§ **SET OF TASKS**
1. Retype the Sandlock project description, starting with "Lightweight process sandbox using" and going on through "working directory automatically.".
2. Decide whether each statement agrees with the Sandlock project description, and answer yes or no with the deciding words of the description quoted exactly: (a) Sandlock needs root privileges to run. (b) Sandlock filters syscalls with seccomp-bpf. (c) Sandlock's built-in OverlayFS COW protects the working directory automatically.

§ **TEXT FOR ANALYSIS**
****

Lightweight process sandbox using Landlock, seccomp, and seccomp user notification
Project description
Sandlock
Lightweight process sandbox for Linux. Confines untrusted code using Landlock (filesystem + network + IPC), seccomp-bpf (syscall filtering), and seccomp user notification (resource limits, IP enforcement, /proc virtualization). No root, no cgroups, no containers.
sandlock run -w /tmp -r /usr -m 512M -- python3 untrusted.py
Why Sandlock?
Containers and VMs are powerful but heavy. Sandlock targets the gap: strict confinement without image builds or root privileges. Built-in OverlayFS COW protects your working directory automatically.

****

§ **RAW DATA**
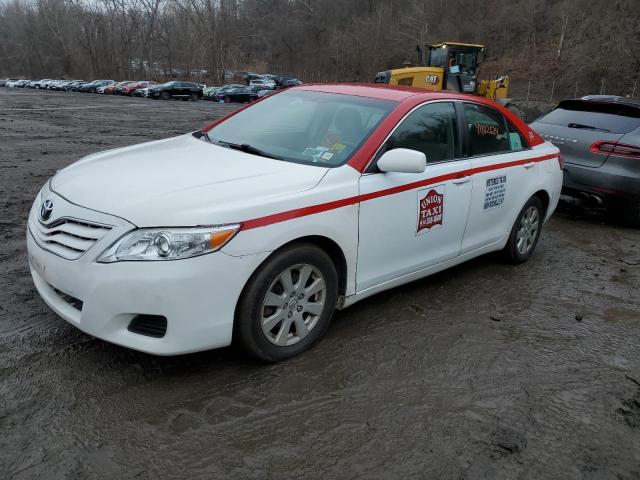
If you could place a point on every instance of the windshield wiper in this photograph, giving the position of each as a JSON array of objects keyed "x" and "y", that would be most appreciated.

****

§ **RESPONSES BY TASK**
1.
Lightweight process sandbox using Landlock, seccomp, and seccomp user notification
Project description
Sandlock
Lightweight process sandbox for Linux. Confines untrusted code using Landlock (filesystem + network + IPC), seccomp-bpf (syscall filtering), and seccomp user notification (resource limits, IP enforcement, /proc virtualization). No root, no cgroups, no containers.
sandlock run -w /tmp -r /usr -m 512M -- python3 untrusted.py
Why Sandlock?
Containers and VMs are powerful but heavy. Sandlock targets the gap: strict confinement without image builds or root privileges. Built-in OverlayFS COW protects your working directory automatically.

2.
(a) No: "No root, no cgroups, no containers."
(b) Yes: "seccomp-bpf (syscall filtering)"
(c) Yes: "Built-in OverlayFS COW protects your working directory automatically."